[Dataset excerpts]
- - - - - - -
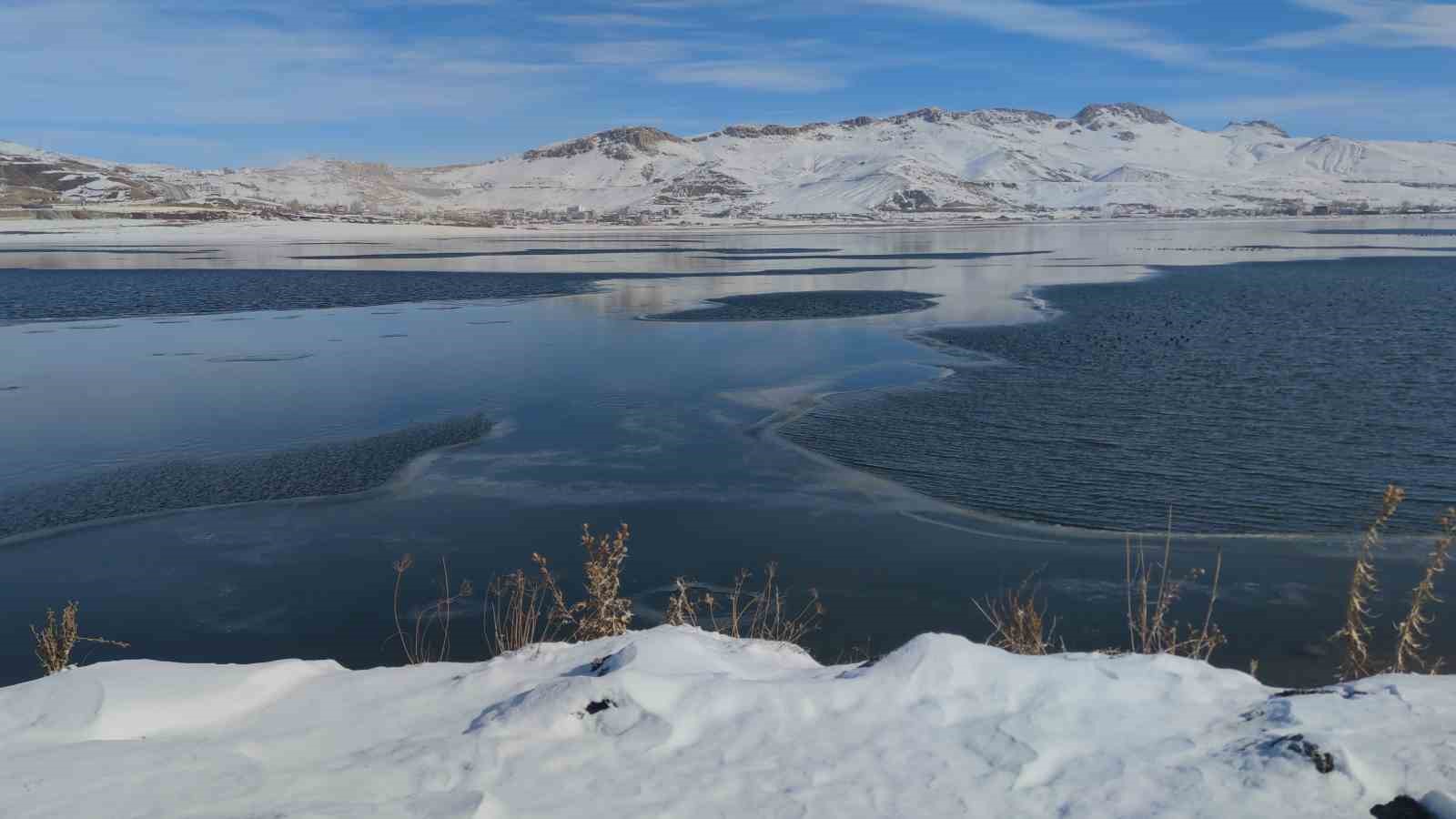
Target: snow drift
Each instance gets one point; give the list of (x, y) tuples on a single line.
[(674, 722)]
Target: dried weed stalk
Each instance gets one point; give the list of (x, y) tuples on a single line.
[(56, 642), (1018, 624), (420, 643), (763, 614), (1411, 632), (1354, 634), (1149, 605)]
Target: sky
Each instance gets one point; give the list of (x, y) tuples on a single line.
[(213, 84)]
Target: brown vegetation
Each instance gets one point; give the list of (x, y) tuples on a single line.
[(56, 640), (1354, 634), (757, 615), (1018, 624), (1149, 625), (1411, 632), (420, 643)]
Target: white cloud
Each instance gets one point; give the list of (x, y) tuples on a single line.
[(1385, 24), (754, 75), (1077, 25), (613, 19), (631, 53)]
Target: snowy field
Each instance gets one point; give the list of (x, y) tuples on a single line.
[(674, 722)]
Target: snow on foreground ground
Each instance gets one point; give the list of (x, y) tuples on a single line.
[(676, 722)]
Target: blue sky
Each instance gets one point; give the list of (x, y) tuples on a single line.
[(248, 82)]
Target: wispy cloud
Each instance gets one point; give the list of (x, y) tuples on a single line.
[(1081, 26), (754, 75), (1383, 24), (631, 53), (615, 19)]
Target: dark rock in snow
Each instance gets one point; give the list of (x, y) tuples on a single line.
[(1401, 807)]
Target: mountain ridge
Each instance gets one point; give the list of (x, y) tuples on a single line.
[(1120, 157)]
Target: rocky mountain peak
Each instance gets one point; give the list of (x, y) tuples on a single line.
[(1259, 126), (1099, 114), (615, 142)]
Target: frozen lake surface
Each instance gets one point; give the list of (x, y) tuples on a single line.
[(1266, 382)]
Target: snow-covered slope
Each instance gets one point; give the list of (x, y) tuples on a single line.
[(676, 722), (992, 160)]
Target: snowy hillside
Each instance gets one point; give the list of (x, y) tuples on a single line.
[(1121, 157), (676, 722)]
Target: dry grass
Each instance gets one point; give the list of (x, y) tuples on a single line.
[(521, 611), (603, 612), (56, 642), (1354, 634), (429, 642), (1150, 627), (1410, 651), (1018, 624), (763, 614)]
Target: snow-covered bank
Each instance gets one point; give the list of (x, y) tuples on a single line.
[(674, 722)]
- - - - - - -
### Required work
Print every line above once more, exactly. Omit the pictures.

### Exercise result
Target: snow drift
Each instance gets one point; give the list of (x, y) tuples on a single line.
[(674, 722)]
Target: dried weed stalk
Each instance gets one point; give the list of (x, y) tuples on a single line.
[(56, 642), (1018, 624), (420, 643), (763, 614), (1411, 632), (1354, 634), (1149, 605)]
Target: sky
Each instance gets one point; give the list of (x, y) tuples on a single line.
[(213, 84)]
Target: brown vegetation
Each instance gets one point; give the list of (x, y) tuples on a single line.
[(56, 640), (1354, 634), (757, 615), (1018, 624), (1149, 625), (1411, 632), (420, 643)]
Target: white cloud
Each instance gets one point; give the list of (x, y) tuples on a single line.
[(1385, 24), (754, 75), (1077, 25), (613, 19), (631, 53)]
Target: snowy field
Each instance gets one point; give the list of (x, y) tuples on a single line.
[(674, 722)]
Target: snow on foreground ground
Each instance gets one point; give the list of (x, y) tuples on a single line.
[(676, 722)]
Target: blue sky
Each instance gets one point; give the list of (x, y) tuples on a single line.
[(248, 82)]
Target: wispy cloud
Each instance gets one point; give the list of (x, y) tuples on a single line.
[(1081, 26), (754, 75), (1383, 24), (631, 53), (615, 19)]
Target: dark rock in snow
Each instance gets one point; give the list of (x, y) tuples on a single line.
[(1401, 807)]
Target: mountain ridge
Each instance gets one point; give the list of (x, y) tuples on a single line.
[(1120, 157)]
Target: rocky mountain peak
Each instance gets one point; give the list of (x, y) tuples on a single line.
[(1259, 126), (1099, 114), (615, 142)]
Target: frozen lake surface
Each instance gets one point; give the list of (x, y) tuples on a single line.
[(1266, 382)]
Target: snow-covered slope
Each instance gets one point; give the list of (x, y) tuples on a single line.
[(676, 722), (992, 160)]
Target: snowy hillside
Each instance gets one point; give the list of (x, y) tuples on a single line.
[(1121, 157), (676, 722)]
Target: dry grass
Each instance gets one point; give the list of (x, y) tuples on a single line.
[(521, 611), (603, 612), (56, 642), (1354, 634), (429, 642), (1150, 627), (1410, 651), (1018, 624), (763, 614)]
Target: snow-covered bank
Each instance gets one point; give the list of (x, y) tuples on a single line.
[(674, 722)]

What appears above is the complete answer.